WHAT IS REQUIRED: Copy the listing again, requests included, from the line with "the bridge pillar" through the end of the listing. As you do, shift each answer coordinate by adding 126 to both its x and its y value.

TASK INPUT:
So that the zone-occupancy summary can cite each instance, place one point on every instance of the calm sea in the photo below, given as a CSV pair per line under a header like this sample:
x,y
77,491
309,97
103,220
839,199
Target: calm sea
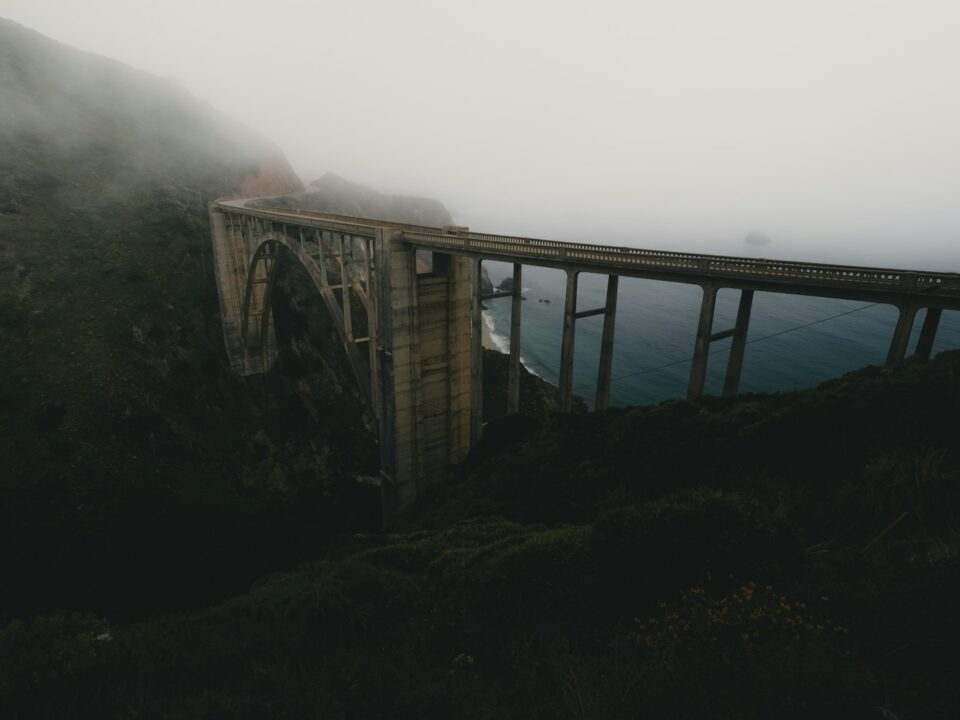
x,y
656,326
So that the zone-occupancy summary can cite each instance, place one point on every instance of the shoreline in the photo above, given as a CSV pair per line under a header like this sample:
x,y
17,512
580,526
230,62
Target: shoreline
x,y
487,342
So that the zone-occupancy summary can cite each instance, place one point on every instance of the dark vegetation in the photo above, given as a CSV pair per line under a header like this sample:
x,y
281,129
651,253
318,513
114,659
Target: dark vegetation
x,y
136,472
179,542
779,556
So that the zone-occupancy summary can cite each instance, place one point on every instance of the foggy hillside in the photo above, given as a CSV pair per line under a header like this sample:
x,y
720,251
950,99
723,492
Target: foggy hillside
x,y
135,469
333,194
92,129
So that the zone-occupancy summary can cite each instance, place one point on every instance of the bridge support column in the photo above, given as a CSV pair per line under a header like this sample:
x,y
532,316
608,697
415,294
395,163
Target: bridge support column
x,y
567,343
731,383
901,336
928,333
605,372
476,354
701,348
513,376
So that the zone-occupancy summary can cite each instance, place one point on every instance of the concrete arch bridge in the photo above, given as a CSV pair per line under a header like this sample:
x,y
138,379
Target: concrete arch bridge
x,y
413,338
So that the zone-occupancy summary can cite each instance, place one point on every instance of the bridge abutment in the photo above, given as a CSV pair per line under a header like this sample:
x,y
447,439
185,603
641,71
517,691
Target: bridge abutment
x,y
426,329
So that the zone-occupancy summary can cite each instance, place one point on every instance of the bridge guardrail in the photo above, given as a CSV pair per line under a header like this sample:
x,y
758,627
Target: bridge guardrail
x,y
757,268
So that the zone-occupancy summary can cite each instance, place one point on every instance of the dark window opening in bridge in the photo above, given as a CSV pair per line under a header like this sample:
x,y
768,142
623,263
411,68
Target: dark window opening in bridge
x,y
425,261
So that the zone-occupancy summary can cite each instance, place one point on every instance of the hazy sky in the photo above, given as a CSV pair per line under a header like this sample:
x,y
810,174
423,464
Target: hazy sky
x,y
680,121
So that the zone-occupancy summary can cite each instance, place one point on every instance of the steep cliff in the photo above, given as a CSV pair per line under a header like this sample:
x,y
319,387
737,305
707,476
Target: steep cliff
x,y
135,470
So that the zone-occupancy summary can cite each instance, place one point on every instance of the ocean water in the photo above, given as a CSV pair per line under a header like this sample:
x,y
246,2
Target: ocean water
x,y
656,327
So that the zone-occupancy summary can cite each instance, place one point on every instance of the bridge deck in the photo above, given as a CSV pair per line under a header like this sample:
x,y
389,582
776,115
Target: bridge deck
x,y
889,285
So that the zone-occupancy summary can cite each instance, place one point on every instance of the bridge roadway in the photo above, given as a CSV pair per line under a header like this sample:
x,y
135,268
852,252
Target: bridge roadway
x,y
375,261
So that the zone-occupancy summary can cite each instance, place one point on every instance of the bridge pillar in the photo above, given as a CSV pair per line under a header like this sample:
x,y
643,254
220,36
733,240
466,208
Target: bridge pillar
x,y
901,335
731,383
476,352
605,371
567,342
424,363
701,348
928,333
513,375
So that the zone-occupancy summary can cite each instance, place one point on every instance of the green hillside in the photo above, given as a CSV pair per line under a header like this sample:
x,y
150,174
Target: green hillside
x,y
784,556
137,471
178,542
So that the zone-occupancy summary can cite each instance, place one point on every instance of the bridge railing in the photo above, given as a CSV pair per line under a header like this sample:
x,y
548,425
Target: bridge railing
x,y
606,257
694,264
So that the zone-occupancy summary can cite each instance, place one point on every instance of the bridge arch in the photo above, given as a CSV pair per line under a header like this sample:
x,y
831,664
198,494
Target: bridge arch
x,y
315,254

EXPECTED ANSWER:
So that the zone-occupancy summary can cite each instance, place one point on every instance of the bridge pillar in the photo above, given as a CSV pair per line under a header like this sample:
x,y
643,254
220,36
733,240
466,208
Target: bridge pillar
x,y
1027,461
857,509
602,478
731,497
693,468
550,489
827,474
1054,459
639,501
So that the zone-occupancy summary can cite each instance, place one point on every instance of the green hillside in the photo above, given as a CSV pair per line under a header like this sample:
x,y
150,174
Target: green hillside
x,y
910,682
263,597
304,668
So that the zone-occupancy summary can cite each instance, place one point on every instance of the bridge railing in the photo above, given as a CSV pair per line under a header like this sample:
x,y
548,425
Target: bridge railing
x,y
732,383
820,390
So that the zone-occupancy summary can cite each instance, place one point on every instance of the bridge arch in the photo above, given as a CSV pair per line under a header like this sample:
x,y
831,664
198,494
Target: bridge arch
x,y
441,380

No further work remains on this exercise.